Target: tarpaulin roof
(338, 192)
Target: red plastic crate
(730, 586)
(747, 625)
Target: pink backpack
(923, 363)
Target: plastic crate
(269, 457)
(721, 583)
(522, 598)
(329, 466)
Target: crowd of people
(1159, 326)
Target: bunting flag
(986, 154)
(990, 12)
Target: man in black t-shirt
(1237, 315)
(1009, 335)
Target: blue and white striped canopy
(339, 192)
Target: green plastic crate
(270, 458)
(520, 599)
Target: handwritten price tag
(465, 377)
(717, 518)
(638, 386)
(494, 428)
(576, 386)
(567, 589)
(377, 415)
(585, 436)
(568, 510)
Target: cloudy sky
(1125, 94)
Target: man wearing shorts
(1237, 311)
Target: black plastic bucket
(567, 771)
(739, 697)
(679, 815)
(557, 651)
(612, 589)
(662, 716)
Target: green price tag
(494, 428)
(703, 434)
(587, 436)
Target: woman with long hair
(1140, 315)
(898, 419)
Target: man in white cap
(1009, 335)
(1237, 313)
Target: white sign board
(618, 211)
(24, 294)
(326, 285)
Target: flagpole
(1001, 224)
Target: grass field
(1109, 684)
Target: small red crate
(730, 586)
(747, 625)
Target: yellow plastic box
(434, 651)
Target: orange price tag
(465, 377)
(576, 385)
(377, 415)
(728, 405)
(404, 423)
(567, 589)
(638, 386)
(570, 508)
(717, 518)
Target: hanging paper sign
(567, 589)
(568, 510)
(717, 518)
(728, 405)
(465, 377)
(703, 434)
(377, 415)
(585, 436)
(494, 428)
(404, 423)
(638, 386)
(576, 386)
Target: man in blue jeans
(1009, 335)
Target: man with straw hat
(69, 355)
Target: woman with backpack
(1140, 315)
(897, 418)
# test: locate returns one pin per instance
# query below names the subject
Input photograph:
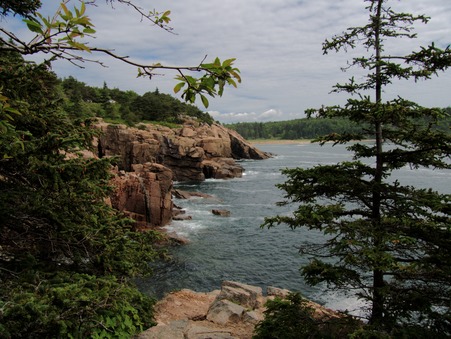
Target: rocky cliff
(230, 313)
(194, 152)
(151, 157)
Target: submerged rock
(222, 213)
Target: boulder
(242, 294)
(223, 311)
(222, 213)
(186, 314)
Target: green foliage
(293, 318)
(296, 129)
(61, 245)
(216, 76)
(23, 8)
(387, 241)
(63, 36)
(126, 106)
(73, 306)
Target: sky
(277, 45)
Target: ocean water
(236, 247)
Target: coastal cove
(235, 247)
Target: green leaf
(178, 87)
(34, 26)
(204, 100)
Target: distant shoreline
(289, 142)
(278, 141)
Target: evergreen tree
(66, 258)
(388, 241)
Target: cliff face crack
(146, 199)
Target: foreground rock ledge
(229, 313)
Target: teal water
(236, 248)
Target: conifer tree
(388, 241)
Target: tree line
(113, 104)
(313, 128)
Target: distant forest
(127, 107)
(307, 128)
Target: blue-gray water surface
(236, 248)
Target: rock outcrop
(144, 194)
(193, 152)
(229, 313)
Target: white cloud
(277, 44)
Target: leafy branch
(62, 37)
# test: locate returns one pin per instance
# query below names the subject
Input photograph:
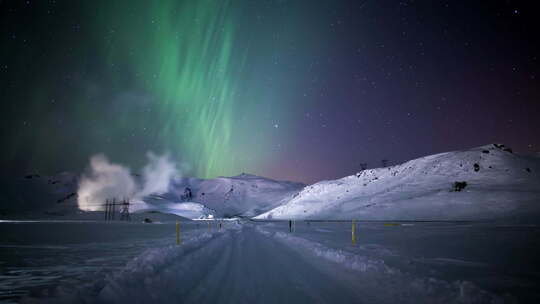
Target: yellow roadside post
(177, 233)
(353, 232)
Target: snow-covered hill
(492, 183)
(243, 195)
(39, 193)
(188, 210)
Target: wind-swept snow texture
(244, 263)
(498, 184)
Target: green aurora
(185, 58)
(189, 57)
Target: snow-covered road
(251, 262)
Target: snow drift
(488, 182)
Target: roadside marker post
(178, 233)
(353, 232)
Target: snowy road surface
(263, 263)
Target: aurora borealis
(298, 90)
(187, 61)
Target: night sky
(296, 90)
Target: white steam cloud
(106, 180)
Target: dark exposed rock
(458, 186)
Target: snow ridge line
(424, 289)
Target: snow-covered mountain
(488, 182)
(188, 210)
(243, 195)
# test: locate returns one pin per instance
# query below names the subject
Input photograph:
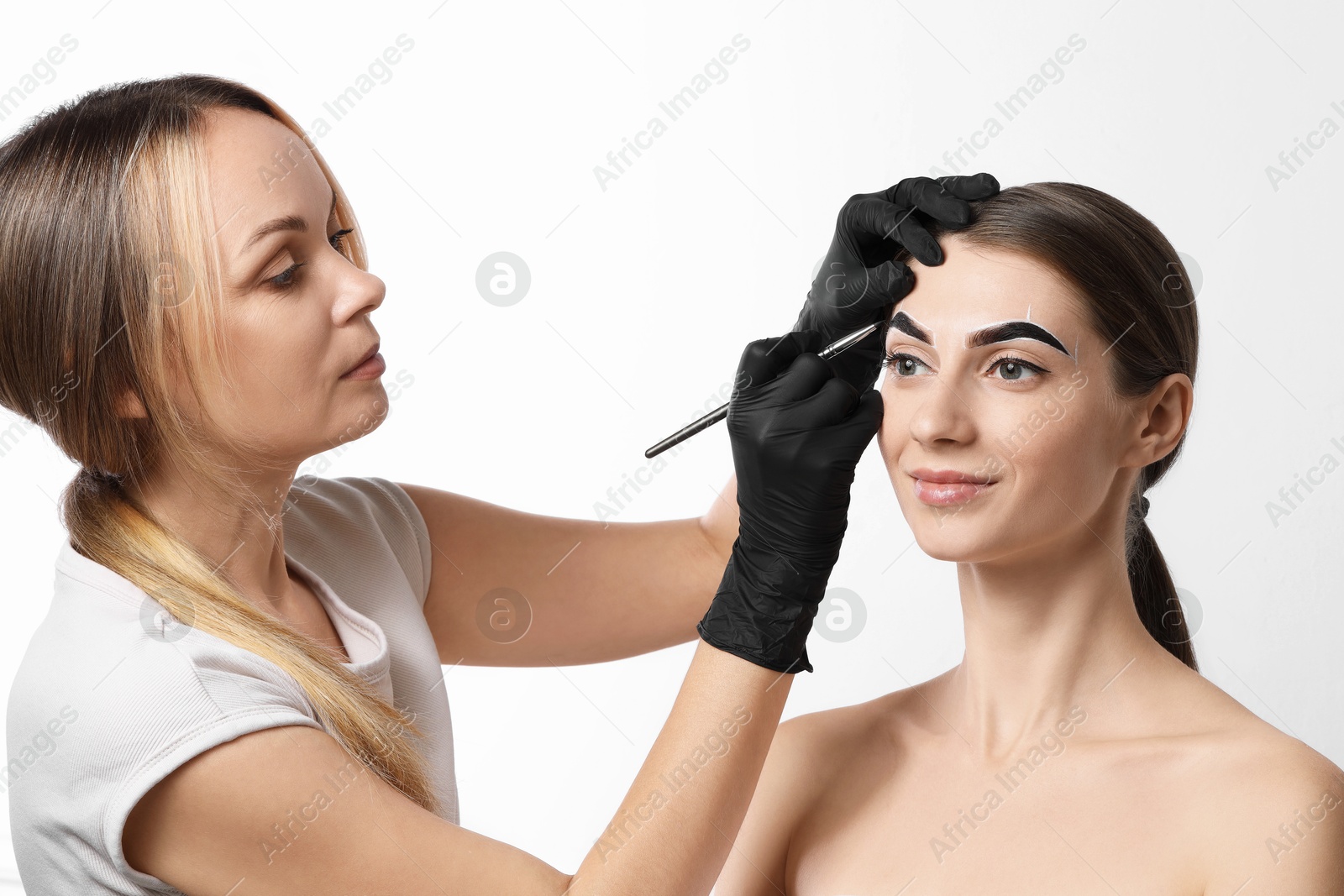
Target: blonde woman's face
(1023, 410)
(297, 309)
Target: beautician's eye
(1016, 367)
(286, 280)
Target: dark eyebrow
(1014, 329)
(288, 222)
(996, 333)
(902, 322)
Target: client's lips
(948, 486)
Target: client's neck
(1048, 642)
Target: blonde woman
(239, 687)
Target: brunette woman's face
(998, 379)
(297, 309)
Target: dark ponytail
(1137, 296)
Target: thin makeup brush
(722, 411)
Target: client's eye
(1012, 369)
(900, 363)
(1016, 369)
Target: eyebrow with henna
(985, 336)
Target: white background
(484, 139)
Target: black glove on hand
(858, 282)
(797, 432)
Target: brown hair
(1139, 298)
(111, 285)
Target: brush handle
(722, 411)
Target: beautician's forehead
(250, 184)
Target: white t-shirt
(113, 694)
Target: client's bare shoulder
(1272, 806)
(815, 761)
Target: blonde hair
(111, 284)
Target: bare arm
(203, 828)
(595, 591)
(1284, 829)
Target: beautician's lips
(367, 355)
(948, 486)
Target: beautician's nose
(360, 295)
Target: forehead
(259, 170)
(979, 285)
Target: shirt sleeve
(187, 710)
(403, 527)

Assignment: Please print the records above word for word, leaving every image out.

Response:
Target: tarpaulin roof
(338, 192)
Target: red plastic crate
(730, 586)
(747, 625)
Target: pink backpack
(923, 363)
Target: plastic crate
(269, 457)
(721, 583)
(522, 598)
(329, 466)
Target: crowd of people
(1159, 326)
Target: bunting flag
(986, 154)
(990, 12)
Target: man in black t-shirt
(1237, 315)
(1009, 335)
Target: blue and white striped canopy
(339, 192)
Target: green plastic crate
(270, 458)
(520, 599)
Target: handwritten price tag
(465, 377)
(717, 518)
(638, 386)
(494, 428)
(576, 386)
(567, 589)
(377, 415)
(585, 436)
(568, 510)
Target: cloudy sky
(1125, 94)
Target: man wearing shorts
(1237, 311)
Target: black plastic bucket
(567, 771)
(739, 697)
(679, 815)
(557, 651)
(612, 589)
(662, 716)
Target: green price tag
(494, 428)
(703, 434)
(587, 436)
Target: woman with long hair
(1140, 315)
(898, 419)
Target: man in white cap
(1009, 335)
(1237, 313)
Target: white sign board
(618, 211)
(24, 294)
(326, 285)
Target: flagpole
(1001, 224)
Target: grass field
(1109, 684)
Target: small red crate
(730, 586)
(747, 625)
Target: yellow plastic box
(434, 651)
Target: orange price tag
(465, 377)
(576, 385)
(377, 415)
(728, 405)
(404, 423)
(567, 589)
(638, 386)
(570, 508)
(717, 518)
Target: hanging paper sign
(567, 589)
(568, 510)
(717, 518)
(728, 405)
(465, 377)
(703, 434)
(377, 415)
(585, 436)
(494, 428)
(404, 423)
(638, 386)
(576, 386)
Target: man in blue jeans
(1009, 335)
Target: man with straw hat
(69, 355)
Target: woman with backpack
(1140, 315)
(897, 418)
# test: locate returns one pin per instance
# query below names the subject
Input photograph:
Target: rocky cliff
(230, 313)
(194, 152)
(151, 157)
Target: submerged rock
(222, 213)
Target: boulder
(242, 294)
(223, 311)
(222, 213)
(186, 314)
Target: green foliage
(293, 318)
(296, 129)
(61, 245)
(216, 76)
(23, 8)
(387, 241)
(63, 36)
(126, 106)
(73, 306)
Target: sky
(277, 45)
Target: ocean water
(236, 247)
Target: coastal cove
(235, 247)
Target: green leaf
(178, 87)
(34, 26)
(204, 100)
Target: distant shoreline
(289, 142)
(278, 141)
Target: evergreen tree
(66, 258)
(388, 241)
Target: cliff face crack
(146, 199)
Target: foreground rock ledge
(229, 313)
Target: teal water
(236, 248)
Target: conifer tree
(388, 241)
Target: tree line
(113, 104)
(313, 128)
Target: distant forest
(127, 107)
(307, 128)
Target: blue-gray water surface
(236, 248)
Target: rock outcrop
(144, 194)
(193, 152)
(229, 313)
Target: white cloud
(277, 44)
Target: leafy branch
(62, 37)
# test: locate returns one pin per instance
# query below names the subject
Input photograph:
Target: yellow roadside post
(177, 233)
(353, 232)
Target: snow-covered hill
(492, 183)
(243, 195)
(39, 193)
(188, 210)
Target: wind-swept snow texture
(244, 263)
(498, 184)
Target: green aurora
(185, 58)
(189, 57)
Target: snow-covered road
(251, 262)
Target: snow drift
(488, 182)
Target: roadside marker post
(178, 233)
(353, 232)
Target: snowy road surface
(263, 263)
Target: aurora borealis
(298, 90)
(187, 61)
Target: night sky
(296, 90)
Target: white steam cloud
(106, 180)
Target: dark exposed rock
(458, 186)
Target: snow ridge line
(424, 289)
Target: snow-covered mountain
(488, 182)
(188, 210)
(243, 195)
# test: locate returns one pin per instance
# query below names the subject
Input photograph:
Target: blonde woman's face
(1023, 410)
(297, 309)
Target: beautician's eye
(1016, 367)
(286, 280)
Target: dark eyebrow
(1014, 329)
(288, 222)
(996, 333)
(902, 322)
Target: client's lips
(948, 486)
Target: client's neck
(1048, 642)
Target: blonde woman
(239, 687)
Target: brunette woman's face
(998, 379)
(297, 309)
Target: dark ponytail
(1137, 296)
Target: thin makeup brush
(722, 411)
Target: client's eye
(1012, 369)
(900, 363)
(1016, 369)
Target: eyebrow with henna
(985, 336)
Target: white background
(484, 139)
Target: black glove on hand
(858, 282)
(797, 432)
Target: brown hair
(1139, 298)
(111, 285)
Target: brush handle
(722, 411)
Target: beautician's forehead
(250, 184)
Target: white t-shirt
(113, 694)
Target: client's bare shoulder
(1272, 806)
(815, 761)
Target: blonde hair
(111, 284)
Target: bare arm
(203, 828)
(595, 591)
(1284, 829)
Target: beautician's lips
(367, 355)
(948, 486)
Target: beautician's nose
(360, 295)
Target: forehead
(259, 170)
(979, 285)
Target: shirt sleeve
(187, 710)
(403, 527)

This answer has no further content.